How to complete this task: Please return the full listing word for word, leaving out any pictures.

*** Opening of Data extract ***

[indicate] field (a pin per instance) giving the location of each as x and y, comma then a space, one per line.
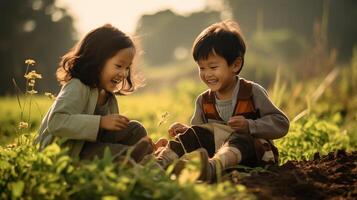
318, 153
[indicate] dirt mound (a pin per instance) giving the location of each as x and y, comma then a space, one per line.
333, 176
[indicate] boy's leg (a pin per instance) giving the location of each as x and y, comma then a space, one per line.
91, 150
192, 139
239, 149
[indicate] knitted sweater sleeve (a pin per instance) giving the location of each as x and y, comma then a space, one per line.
273, 123
198, 115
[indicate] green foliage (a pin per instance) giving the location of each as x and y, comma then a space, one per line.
51, 174
310, 135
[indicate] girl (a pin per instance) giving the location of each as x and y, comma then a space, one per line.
85, 113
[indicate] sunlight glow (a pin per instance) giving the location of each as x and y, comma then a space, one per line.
89, 14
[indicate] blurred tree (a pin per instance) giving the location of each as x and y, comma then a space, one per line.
166, 36
300, 17
36, 29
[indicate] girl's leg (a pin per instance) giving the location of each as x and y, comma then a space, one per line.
129, 136
192, 139
91, 150
119, 142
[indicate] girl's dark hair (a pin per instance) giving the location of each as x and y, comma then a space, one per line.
224, 39
87, 58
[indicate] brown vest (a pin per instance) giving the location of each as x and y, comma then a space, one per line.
244, 105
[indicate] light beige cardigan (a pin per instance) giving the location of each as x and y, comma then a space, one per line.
72, 118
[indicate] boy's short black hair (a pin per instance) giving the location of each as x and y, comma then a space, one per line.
224, 39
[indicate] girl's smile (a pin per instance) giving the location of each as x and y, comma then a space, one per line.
115, 70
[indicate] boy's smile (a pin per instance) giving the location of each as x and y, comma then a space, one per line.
218, 75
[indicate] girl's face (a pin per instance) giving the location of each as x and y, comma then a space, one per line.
115, 70
218, 75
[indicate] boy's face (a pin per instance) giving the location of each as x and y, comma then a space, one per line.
218, 75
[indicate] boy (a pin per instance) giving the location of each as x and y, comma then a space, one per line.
234, 120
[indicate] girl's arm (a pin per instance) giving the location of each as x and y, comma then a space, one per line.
273, 123
67, 116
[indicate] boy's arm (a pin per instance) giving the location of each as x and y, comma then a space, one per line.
273, 123
198, 116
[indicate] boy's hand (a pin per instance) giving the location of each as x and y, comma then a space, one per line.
162, 142
239, 124
114, 122
177, 128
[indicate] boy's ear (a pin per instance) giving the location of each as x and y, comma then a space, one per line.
237, 64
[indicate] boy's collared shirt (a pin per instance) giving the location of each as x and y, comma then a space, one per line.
272, 124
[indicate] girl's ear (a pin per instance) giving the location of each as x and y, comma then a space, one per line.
237, 64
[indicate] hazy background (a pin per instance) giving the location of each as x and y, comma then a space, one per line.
300, 38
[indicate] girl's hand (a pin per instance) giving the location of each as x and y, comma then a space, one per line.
114, 122
177, 128
162, 142
239, 124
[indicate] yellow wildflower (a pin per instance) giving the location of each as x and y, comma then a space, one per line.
30, 62
23, 125
32, 92
32, 82
50, 95
33, 75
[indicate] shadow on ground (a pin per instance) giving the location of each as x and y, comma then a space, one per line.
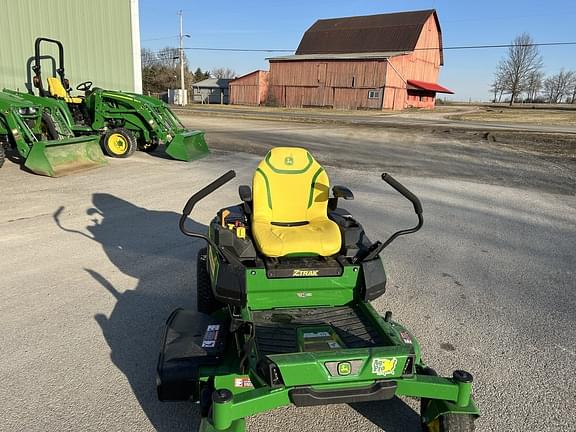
147, 245
392, 416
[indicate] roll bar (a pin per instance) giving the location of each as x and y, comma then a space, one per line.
37, 80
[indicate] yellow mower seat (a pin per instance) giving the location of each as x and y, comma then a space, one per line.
290, 200
57, 90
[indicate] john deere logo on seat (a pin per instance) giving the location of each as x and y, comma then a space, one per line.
344, 368
302, 273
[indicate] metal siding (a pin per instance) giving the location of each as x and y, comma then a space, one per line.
97, 38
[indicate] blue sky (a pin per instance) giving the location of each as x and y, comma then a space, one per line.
280, 24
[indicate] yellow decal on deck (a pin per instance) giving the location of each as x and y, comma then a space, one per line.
383, 366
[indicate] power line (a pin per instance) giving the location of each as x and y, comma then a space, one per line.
502, 45
457, 47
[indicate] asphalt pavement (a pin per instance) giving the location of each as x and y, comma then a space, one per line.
92, 264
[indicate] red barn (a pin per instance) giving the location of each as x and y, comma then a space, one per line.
249, 89
388, 61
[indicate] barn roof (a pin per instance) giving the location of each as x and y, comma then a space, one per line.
341, 56
373, 33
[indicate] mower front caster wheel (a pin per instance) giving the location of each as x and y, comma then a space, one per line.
119, 143
450, 423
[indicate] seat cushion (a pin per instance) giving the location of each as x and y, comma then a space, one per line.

*** Close of Data extract ***

Response to this exercise:
[indicate] field (a pin per instance) giving the location of each as x and y, comma then a space, one per line.
318, 153
[indicate] dirt mound (a pin per instance) giving the location of each as x and y, comma then a space, one per line.
333, 176
[indicate] boy's leg (a pin per instance) giving the location of each as x and y, comma then a space, one per line.
91, 150
192, 139
239, 149
[indicate] knitted sweater sleeve (a pin per instance) giving the location of each as x and y, comma then a space, one per line.
273, 123
198, 115
[indicate] green foliage (a pin per instance) giving the location of each as x and y, comma then a space, one per line.
51, 174
310, 135
[indicate] girl (a pin per instance) giving the location of each as x and y, comma then a space, one per line.
85, 113
[indicate] sunlight glow (a pin per instance) giving the location of each as x and y, comma then a space, one per line.
89, 14
[indicate] blurred tree (a pin per instance) giving the location of each as x and y, comma then a space, one per line.
166, 36
300, 17
36, 29
[indicate] girl's leg (a pin per instance) giving the location of each as x and y, comma then a space, one per line.
129, 136
192, 139
91, 150
119, 142
[indicate] girl's dark hair (a pin per instance) giving the location of each as x and y, comma then a space, one per line.
224, 39
87, 58
[indicate] brown vest (a pin per instance) giving the location of each as x and y, comma then a space, one per line.
244, 105
[indicate] light beige cardigan (a pin per instance) giving the location of each as x and y, comma then a space, one per line.
72, 118
[indicate] boy's short black hair (a pin per instance) giving the location of each as x and y, comma then a space, one per line.
224, 39
[indicate] girl's smile (a pin per instance) giving the location of each as x and y, comma then a space, one per line.
115, 70
[indicate] boy's smile (a pin per instance) giving the location of each as x and y, comma then a space, one per line.
218, 75
[indicate] girl's face (a pin per instance) giving the location of each as x and y, comma then a space, one per line.
115, 70
218, 75
[indicate] boy's face (a pin per instance) giving the location of each as x and y, comma then a space, one per line.
218, 75
[indicate] boy (a pin per instance) giving the location of each as x and y, comma then a space, one per line.
234, 120
[indicate] girl's arm (a pin per instance) giving the location of each as x and y, comma then a space, one per line.
273, 123
67, 116
[indicate] boy's arm (a pin per instance) giving the location of each as x and y, comma then a space, one per line.
273, 123
198, 116
[indicate] boy's hand (a pin per instance) giving the location of each as x and y, comma then a space, one per line.
162, 142
239, 124
114, 122
177, 128
[indicate] boy's ear (a pin per instance) giving the location of each as x and y, comma then a space, one per line.
237, 64
[indicate] boy's collared shirt (a pin per instance) giving the location of each as x and y, comma then a space, one per line.
272, 124
[indicate] girl's ear (a pin per instance) giving the location of each as x and y, comma then a space, one per line.
237, 64
[indicate] hazy background (a pin per instance) giving the location of each as x and y, comma then a space, one per line.
300, 38
[indicate] girl's hand (a pin per instance) giving the location of each as x and y, comma then a space, one per line.
114, 122
177, 128
162, 142
239, 124
[indicate] yellow wildflower (a pin per instance) giving the location of each as x and y, comma then a space, one per line.
30, 62
23, 125
32, 92
32, 82
50, 95
33, 75
[indicate] shadow on ground (a pin per instance) giving the location of each as x and y, comma then a space, one per line.
147, 245
392, 416
[indicate] roll bar (a pin per instance) giving the location of each as x and y, comma then a space, one per line.
37, 80
[indicate] yellow mower seat (a pin per instance) giving the location of each as x and y, comma then a space, one per line.
290, 200
57, 90
[indicate] john deere logo on seat (a pin per instance) giving the location of each as x and y, comma then a space, one per line.
344, 368
302, 273
[indicate] metal siding (a pin per instance) giving the location of each as x and y, comma then a space, one per line.
97, 38
[indicate] blue sky (a pin per instance) giving the location of each as x and y, comma then a space, one per line.
280, 24
[indicate] yellow decal on deck (a pin per instance) giving the location of each as x and y, comma then a space, one per line.
383, 366
[indicate] power line (a pin per instance) giving the location of each as x and y, comma then a space, one per line.
502, 45
457, 47
[indicate] asphalt pavement (a pin per instance) giving the location of each as x and y, comma then a space, one per line.
92, 264
[indicate] red barn (a pin per instance) giving the location of each as x and y, comma then a space, one per line.
249, 89
388, 61
[indicate] barn roof (a pin per instance) giving the location of each as x and y, comma then a space, one per line.
341, 56
373, 33
[indicate] mower front caster wheel (a pin per instance) giving the location of each as x and y, comma then a space, one per line.
119, 143
450, 423
[indicate] seat cushion (a pin per instance) giving the location of each as x and y, comma then a space, one per line.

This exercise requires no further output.